What is being asked: The result should be an exact copy of only the lines from the one with "Target: ornament cap" through the last line of the data below, with pictures omitted.

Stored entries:
● ● ● ●
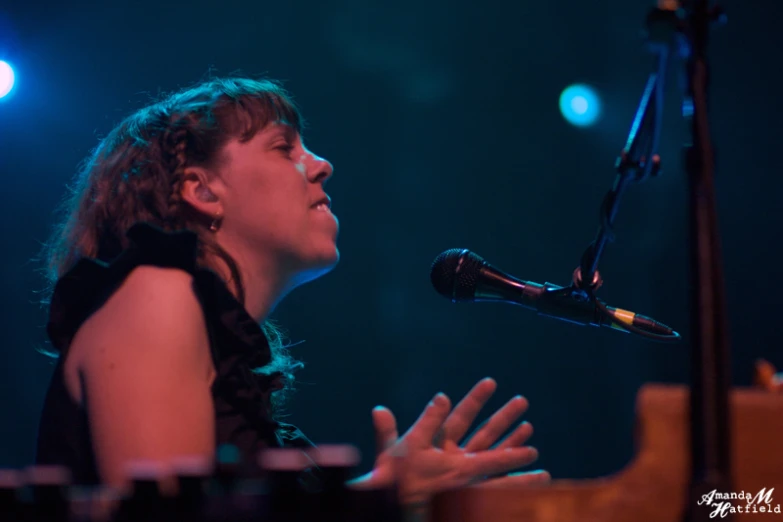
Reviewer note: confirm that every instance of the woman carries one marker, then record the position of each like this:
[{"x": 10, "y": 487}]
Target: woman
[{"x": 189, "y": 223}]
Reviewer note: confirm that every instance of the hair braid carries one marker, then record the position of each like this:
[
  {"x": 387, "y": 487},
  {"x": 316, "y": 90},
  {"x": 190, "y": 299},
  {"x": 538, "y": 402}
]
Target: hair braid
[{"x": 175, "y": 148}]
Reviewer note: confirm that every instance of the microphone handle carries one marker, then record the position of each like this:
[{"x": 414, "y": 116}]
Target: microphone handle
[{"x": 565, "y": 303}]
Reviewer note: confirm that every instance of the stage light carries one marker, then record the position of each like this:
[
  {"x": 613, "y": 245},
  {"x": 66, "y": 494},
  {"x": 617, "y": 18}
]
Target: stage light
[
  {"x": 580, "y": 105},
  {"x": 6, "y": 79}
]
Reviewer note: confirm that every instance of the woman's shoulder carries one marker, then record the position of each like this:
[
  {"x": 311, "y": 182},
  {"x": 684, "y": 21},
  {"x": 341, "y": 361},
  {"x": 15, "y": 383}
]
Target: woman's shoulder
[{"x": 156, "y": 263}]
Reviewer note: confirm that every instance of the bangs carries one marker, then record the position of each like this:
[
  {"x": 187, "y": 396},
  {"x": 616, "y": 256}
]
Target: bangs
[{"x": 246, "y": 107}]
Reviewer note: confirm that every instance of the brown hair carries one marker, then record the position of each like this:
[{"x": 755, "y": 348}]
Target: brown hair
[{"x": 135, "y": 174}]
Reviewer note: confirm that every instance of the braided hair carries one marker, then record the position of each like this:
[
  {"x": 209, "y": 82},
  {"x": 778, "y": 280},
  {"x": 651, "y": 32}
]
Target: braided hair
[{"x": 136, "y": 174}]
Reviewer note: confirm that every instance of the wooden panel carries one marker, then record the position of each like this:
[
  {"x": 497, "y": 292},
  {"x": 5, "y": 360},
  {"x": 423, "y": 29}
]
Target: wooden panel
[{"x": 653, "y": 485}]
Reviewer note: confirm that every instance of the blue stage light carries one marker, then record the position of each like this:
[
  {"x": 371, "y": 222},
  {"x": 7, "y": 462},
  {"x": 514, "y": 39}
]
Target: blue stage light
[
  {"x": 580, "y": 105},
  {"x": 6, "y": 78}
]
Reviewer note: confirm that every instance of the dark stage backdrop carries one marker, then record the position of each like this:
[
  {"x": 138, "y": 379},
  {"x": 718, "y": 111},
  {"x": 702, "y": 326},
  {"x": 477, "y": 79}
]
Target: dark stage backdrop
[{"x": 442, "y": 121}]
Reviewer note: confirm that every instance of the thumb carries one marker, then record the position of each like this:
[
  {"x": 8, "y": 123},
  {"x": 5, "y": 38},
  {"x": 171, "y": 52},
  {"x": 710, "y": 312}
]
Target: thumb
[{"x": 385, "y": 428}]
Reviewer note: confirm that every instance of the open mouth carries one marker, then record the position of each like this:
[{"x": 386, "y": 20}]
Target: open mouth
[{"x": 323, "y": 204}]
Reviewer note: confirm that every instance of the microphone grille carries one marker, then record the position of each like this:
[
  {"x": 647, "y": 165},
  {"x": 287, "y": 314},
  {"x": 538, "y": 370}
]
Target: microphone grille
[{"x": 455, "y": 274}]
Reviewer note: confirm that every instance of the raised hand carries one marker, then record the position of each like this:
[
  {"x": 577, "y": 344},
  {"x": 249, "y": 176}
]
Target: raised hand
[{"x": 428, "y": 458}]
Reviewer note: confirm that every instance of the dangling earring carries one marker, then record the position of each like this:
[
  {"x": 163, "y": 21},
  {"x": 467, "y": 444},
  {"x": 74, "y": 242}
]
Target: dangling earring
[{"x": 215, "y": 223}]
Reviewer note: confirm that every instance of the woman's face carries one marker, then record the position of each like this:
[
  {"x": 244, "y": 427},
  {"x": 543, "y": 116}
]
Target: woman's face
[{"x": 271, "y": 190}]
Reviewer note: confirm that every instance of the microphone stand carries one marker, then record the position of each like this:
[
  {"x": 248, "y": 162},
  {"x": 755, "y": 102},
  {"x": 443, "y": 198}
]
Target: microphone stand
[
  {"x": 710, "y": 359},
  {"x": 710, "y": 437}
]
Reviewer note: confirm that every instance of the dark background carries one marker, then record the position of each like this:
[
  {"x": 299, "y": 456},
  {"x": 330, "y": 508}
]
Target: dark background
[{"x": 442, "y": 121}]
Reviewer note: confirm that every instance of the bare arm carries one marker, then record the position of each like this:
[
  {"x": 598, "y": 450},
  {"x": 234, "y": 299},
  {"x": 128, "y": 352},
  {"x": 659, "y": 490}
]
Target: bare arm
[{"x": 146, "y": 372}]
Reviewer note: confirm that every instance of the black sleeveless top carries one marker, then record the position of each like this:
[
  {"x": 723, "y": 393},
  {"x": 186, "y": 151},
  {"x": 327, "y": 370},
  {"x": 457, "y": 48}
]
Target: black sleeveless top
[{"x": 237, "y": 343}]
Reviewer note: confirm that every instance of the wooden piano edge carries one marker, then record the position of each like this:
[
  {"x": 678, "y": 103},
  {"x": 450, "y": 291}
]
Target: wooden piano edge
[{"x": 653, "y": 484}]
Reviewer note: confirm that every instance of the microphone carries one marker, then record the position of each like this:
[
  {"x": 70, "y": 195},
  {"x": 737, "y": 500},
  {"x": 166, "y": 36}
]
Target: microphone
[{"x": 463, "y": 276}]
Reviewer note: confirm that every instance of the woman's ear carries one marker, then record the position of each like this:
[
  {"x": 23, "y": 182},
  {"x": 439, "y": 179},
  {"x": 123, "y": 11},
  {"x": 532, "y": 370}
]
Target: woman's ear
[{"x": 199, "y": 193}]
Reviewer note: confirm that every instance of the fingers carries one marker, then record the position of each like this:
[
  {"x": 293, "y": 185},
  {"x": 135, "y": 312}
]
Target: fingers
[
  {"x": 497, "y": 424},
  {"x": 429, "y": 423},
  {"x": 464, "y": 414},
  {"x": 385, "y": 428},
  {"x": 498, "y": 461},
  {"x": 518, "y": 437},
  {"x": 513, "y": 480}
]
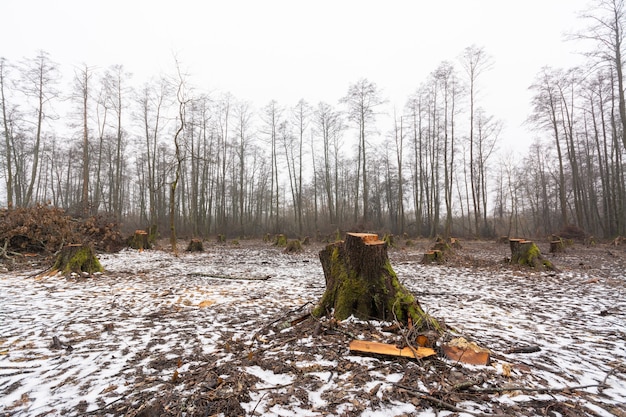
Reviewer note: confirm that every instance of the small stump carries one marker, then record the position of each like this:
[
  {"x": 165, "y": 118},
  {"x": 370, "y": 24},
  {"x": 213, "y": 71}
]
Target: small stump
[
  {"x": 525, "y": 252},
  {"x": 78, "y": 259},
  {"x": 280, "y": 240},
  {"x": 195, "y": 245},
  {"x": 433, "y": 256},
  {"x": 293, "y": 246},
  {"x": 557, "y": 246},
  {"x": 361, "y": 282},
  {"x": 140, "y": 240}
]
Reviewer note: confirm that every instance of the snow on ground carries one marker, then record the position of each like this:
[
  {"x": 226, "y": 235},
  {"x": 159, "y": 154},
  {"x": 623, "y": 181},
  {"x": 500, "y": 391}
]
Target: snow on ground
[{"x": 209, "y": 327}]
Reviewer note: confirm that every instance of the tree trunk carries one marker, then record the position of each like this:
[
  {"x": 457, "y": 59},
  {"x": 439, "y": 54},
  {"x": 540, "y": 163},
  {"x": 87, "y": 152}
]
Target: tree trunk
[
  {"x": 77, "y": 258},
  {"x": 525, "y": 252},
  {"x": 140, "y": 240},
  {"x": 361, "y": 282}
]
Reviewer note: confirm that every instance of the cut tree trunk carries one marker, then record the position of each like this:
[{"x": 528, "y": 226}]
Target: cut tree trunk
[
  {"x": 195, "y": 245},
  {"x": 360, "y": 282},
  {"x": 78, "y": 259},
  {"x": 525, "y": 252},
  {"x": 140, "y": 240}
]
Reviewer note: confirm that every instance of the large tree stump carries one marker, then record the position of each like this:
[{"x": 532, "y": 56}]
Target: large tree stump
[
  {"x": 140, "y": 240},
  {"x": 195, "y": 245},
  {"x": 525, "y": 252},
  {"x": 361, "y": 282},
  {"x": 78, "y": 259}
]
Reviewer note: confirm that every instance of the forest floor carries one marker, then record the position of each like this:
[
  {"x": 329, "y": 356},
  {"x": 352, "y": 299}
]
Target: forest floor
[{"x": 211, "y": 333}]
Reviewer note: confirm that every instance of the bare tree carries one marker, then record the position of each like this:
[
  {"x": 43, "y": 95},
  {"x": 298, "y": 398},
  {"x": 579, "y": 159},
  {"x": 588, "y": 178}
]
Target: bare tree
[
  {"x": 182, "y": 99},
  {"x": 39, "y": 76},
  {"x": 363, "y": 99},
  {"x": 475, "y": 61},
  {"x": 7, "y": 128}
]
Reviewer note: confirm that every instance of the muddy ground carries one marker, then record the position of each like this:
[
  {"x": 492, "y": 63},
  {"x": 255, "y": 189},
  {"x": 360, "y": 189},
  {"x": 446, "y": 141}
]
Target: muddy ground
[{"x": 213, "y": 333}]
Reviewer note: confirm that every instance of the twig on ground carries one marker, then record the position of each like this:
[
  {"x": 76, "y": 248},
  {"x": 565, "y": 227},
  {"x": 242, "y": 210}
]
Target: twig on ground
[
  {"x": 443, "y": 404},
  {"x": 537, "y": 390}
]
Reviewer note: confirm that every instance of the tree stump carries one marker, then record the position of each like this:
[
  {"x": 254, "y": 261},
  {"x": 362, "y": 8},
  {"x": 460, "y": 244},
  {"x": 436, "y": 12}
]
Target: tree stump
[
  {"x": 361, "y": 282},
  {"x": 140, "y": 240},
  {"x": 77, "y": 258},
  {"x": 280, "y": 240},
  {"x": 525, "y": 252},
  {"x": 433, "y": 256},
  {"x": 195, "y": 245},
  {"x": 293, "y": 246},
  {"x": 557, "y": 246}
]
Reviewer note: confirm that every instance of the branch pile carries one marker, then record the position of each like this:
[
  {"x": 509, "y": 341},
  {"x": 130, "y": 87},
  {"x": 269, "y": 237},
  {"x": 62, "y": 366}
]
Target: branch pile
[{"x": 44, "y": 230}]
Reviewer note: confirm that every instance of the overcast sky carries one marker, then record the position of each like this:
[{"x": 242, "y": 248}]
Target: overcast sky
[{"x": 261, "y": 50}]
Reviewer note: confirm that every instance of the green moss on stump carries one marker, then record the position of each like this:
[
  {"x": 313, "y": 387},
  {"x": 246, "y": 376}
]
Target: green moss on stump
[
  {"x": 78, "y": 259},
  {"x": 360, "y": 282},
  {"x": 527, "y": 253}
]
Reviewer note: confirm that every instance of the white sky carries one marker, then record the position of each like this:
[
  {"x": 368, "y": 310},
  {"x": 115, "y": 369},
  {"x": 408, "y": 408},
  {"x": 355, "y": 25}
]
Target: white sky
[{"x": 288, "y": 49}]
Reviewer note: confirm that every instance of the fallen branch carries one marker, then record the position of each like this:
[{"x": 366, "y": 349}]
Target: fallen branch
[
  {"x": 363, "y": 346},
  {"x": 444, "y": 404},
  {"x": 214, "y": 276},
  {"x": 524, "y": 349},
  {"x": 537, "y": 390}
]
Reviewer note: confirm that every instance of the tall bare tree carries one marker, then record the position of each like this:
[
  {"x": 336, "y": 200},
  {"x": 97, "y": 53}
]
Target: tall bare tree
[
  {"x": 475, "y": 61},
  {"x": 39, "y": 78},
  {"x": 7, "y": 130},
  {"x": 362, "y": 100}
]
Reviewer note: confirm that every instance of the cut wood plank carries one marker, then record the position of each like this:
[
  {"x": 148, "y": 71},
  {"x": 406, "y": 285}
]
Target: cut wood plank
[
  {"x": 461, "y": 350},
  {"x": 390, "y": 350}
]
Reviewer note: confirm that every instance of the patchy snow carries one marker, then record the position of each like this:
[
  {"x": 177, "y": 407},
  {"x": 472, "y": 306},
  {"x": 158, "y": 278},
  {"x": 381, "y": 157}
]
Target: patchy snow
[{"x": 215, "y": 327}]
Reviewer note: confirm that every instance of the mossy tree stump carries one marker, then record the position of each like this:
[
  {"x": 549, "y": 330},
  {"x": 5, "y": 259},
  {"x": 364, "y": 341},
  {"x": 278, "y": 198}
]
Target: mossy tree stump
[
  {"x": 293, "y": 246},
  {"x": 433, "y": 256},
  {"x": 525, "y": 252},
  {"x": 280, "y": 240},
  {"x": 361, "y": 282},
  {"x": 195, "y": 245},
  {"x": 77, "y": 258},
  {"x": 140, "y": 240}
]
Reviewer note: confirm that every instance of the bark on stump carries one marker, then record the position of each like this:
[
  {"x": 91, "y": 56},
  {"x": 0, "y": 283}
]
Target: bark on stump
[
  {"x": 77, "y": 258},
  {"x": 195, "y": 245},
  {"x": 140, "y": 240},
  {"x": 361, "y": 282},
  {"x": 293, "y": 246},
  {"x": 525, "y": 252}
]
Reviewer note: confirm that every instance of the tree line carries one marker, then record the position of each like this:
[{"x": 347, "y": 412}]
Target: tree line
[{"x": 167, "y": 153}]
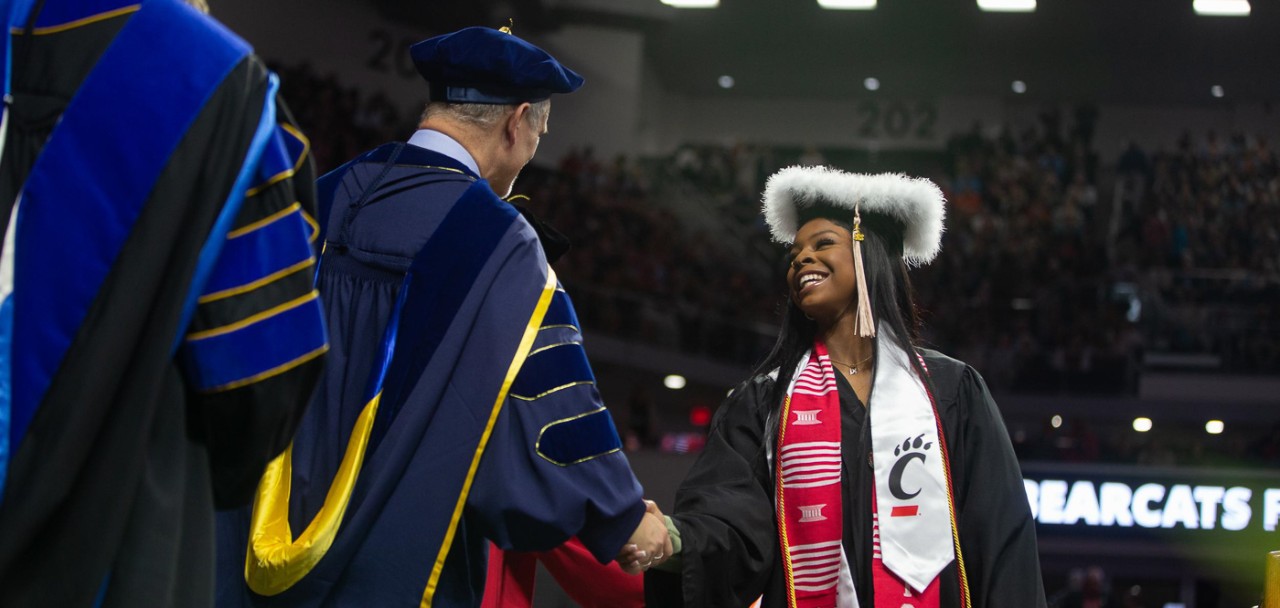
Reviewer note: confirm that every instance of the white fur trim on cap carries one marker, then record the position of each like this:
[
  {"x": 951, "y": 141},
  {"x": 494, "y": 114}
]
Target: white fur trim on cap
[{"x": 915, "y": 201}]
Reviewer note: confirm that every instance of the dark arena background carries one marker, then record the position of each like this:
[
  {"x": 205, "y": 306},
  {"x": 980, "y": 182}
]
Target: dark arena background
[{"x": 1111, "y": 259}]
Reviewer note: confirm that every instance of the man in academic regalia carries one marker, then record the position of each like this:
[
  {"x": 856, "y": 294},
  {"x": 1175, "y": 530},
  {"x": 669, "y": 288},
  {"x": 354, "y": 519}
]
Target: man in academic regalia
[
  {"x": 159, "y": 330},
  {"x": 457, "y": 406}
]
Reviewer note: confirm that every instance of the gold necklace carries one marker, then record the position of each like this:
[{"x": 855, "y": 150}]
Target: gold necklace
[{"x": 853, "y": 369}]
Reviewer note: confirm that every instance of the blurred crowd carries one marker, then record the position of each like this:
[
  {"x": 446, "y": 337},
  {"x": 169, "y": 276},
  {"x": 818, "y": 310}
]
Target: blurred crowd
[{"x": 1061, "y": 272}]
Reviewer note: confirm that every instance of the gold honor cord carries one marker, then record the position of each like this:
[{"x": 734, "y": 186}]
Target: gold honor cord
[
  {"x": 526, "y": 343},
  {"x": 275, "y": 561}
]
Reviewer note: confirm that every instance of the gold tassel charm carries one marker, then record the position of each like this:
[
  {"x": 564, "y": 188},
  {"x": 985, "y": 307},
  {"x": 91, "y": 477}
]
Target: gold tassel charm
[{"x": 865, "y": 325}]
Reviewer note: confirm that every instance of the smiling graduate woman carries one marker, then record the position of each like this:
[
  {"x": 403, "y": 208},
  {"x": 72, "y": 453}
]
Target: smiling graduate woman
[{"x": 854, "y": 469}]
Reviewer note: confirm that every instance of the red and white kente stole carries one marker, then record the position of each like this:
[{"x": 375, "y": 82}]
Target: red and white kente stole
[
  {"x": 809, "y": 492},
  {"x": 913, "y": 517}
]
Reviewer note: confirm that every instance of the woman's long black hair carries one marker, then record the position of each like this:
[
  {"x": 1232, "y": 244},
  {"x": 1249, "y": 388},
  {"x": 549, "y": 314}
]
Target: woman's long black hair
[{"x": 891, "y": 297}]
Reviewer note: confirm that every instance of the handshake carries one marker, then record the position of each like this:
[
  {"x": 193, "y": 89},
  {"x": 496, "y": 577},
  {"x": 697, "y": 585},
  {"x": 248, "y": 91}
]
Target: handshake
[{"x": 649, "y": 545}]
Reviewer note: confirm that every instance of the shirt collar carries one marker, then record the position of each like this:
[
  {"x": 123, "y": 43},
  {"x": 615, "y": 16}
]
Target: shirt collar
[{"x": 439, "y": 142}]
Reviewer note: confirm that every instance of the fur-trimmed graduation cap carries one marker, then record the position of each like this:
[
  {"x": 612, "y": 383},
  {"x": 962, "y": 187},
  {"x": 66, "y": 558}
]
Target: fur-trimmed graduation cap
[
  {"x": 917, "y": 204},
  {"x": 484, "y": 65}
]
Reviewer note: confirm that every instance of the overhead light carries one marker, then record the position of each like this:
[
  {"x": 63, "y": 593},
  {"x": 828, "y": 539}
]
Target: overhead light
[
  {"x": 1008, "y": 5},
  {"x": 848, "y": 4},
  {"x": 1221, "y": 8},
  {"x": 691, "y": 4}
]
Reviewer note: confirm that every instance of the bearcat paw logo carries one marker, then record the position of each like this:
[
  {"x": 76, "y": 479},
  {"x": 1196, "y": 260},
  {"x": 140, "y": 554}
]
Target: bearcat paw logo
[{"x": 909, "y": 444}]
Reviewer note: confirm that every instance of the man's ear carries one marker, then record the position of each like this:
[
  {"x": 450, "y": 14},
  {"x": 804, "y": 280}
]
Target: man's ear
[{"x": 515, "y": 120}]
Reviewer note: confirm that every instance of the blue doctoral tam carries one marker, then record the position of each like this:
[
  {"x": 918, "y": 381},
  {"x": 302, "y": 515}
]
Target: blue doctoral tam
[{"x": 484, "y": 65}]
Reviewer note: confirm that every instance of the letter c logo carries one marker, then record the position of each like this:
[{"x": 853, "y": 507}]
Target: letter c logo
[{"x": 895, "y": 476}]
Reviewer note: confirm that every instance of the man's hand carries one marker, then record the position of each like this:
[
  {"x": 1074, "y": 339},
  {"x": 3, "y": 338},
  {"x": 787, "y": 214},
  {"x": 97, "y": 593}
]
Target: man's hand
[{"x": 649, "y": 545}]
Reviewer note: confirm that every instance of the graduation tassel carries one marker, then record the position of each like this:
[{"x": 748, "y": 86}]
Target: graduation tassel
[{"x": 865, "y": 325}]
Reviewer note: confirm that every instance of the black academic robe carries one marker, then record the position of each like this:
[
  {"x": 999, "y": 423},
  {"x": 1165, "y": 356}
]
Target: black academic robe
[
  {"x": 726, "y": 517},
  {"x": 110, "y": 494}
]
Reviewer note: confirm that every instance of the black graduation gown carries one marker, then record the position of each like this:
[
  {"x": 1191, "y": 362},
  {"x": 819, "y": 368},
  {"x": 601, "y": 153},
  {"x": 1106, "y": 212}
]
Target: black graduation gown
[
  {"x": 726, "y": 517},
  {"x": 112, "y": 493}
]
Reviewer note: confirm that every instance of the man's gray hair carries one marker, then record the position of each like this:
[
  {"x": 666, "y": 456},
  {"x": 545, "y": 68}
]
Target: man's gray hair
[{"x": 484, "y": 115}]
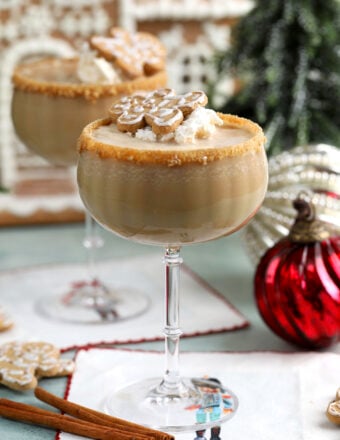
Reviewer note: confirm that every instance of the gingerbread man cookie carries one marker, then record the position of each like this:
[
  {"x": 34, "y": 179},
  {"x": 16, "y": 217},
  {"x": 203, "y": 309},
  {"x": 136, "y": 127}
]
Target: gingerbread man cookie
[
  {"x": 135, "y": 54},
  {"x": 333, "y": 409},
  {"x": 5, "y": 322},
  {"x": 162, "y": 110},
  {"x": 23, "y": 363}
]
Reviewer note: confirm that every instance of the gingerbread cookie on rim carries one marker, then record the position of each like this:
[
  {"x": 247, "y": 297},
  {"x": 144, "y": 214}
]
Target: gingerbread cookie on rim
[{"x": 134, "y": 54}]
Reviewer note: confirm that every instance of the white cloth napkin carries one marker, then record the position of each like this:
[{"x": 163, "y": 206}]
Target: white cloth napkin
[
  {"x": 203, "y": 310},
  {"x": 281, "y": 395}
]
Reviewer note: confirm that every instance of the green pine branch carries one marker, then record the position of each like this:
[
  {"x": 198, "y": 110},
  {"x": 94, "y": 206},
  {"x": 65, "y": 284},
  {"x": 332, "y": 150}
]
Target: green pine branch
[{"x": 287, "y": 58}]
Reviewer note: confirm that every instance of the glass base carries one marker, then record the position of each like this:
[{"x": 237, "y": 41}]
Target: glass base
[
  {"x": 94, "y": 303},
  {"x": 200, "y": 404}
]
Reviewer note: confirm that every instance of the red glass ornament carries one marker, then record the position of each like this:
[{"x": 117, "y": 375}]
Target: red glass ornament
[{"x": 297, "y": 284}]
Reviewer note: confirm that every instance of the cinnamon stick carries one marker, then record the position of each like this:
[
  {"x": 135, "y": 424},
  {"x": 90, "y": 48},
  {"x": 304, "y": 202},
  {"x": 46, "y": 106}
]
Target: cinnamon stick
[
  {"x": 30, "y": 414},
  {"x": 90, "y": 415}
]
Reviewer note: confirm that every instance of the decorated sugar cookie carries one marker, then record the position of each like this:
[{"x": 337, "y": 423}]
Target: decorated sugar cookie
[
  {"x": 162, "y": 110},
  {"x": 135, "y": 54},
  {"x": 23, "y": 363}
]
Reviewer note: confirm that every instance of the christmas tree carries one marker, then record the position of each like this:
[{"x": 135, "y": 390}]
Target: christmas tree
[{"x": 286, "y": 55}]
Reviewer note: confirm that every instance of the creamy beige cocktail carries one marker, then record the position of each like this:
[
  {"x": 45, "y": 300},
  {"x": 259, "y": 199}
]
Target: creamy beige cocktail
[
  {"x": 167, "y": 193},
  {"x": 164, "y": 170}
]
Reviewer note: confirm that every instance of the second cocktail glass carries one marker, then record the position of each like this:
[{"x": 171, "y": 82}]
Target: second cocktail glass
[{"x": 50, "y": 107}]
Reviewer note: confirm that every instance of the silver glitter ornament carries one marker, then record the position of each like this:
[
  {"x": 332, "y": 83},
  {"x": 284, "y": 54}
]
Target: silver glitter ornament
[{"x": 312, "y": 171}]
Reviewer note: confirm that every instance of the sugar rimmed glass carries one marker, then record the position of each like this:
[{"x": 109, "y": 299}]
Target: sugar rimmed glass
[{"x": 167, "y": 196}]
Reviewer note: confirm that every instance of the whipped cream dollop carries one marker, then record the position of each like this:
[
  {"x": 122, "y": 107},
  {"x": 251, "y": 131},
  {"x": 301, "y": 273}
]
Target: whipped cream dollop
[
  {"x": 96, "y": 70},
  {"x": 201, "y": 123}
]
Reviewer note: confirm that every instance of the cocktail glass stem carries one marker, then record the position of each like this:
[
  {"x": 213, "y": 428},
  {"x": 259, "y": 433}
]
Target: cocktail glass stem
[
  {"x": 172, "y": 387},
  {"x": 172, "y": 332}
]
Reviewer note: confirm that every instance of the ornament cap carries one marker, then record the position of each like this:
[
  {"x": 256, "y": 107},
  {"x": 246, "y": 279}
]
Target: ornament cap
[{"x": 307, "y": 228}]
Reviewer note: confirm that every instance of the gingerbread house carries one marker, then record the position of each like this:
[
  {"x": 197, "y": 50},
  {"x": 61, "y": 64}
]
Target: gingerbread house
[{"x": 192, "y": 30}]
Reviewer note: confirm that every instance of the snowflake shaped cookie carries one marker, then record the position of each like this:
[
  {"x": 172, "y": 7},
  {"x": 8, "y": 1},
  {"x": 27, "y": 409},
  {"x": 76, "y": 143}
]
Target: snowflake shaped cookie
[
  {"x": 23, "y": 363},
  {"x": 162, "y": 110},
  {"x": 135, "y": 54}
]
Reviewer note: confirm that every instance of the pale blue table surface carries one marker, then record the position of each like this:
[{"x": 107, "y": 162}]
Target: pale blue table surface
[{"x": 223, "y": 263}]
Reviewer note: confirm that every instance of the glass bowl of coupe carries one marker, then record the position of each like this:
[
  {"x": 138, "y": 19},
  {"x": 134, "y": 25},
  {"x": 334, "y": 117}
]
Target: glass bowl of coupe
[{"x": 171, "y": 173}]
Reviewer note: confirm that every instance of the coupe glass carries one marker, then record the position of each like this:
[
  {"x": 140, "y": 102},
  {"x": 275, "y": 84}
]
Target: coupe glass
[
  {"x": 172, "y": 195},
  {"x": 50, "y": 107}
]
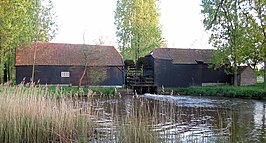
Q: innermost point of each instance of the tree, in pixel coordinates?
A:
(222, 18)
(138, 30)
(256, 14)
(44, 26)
● ● ● ●
Result of the task:
Target: ornament cap
[{"x": 307, "y": 228}]
Reviewer note: confirm that every instance of the gingerbread house carries one marker, then record the position of each like this:
[
  {"x": 197, "y": 50},
  {"x": 61, "y": 64}
]
Target: gingerbread house
[{"x": 192, "y": 30}]
Reviewer note: confirm that every instance of the snowflake shaped cookie carries one marker, then record the position of each like this:
[
  {"x": 172, "y": 7},
  {"x": 8, "y": 1},
  {"x": 27, "y": 409},
  {"x": 76, "y": 143}
]
Target: snowflake shaped cookie
[
  {"x": 23, "y": 363},
  {"x": 162, "y": 110},
  {"x": 135, "y": 54}
]
Reviewer note: confirm that every instance of the pale blue table surface carries one marker, then record the position of each like this:
[{"x": 107, "y": 162}]
Target: pale blue table surface
[{"x": 223, "y": 263}]
Reviewer note: confirm that every instance of the glass bowl of coupe carries one marker, then record the position of each like this:
[
  {"x": 138, "y": 19},
  {"x": 134, "y": 25},
  {"x": 334, "y": 117}
]
Target: glass bowl of coupe
[{"x": 171, "y": 173}]
Reviewer note: confirm that every instance of the coupe glass carries one marker, then record the position of each like this:
[
  {"x": 140, "y": 102},
  {"x": 275, "y": 84}
]
Target: coupe glass
[
  {"x": 172, "y": 195},
  {"x": 50, "y": 107}
]
Q: innermost point of each instance of the tree, in pixel coordinates?
A:
(222, 18)
(138, 30)
(256, 14)
(44, 26)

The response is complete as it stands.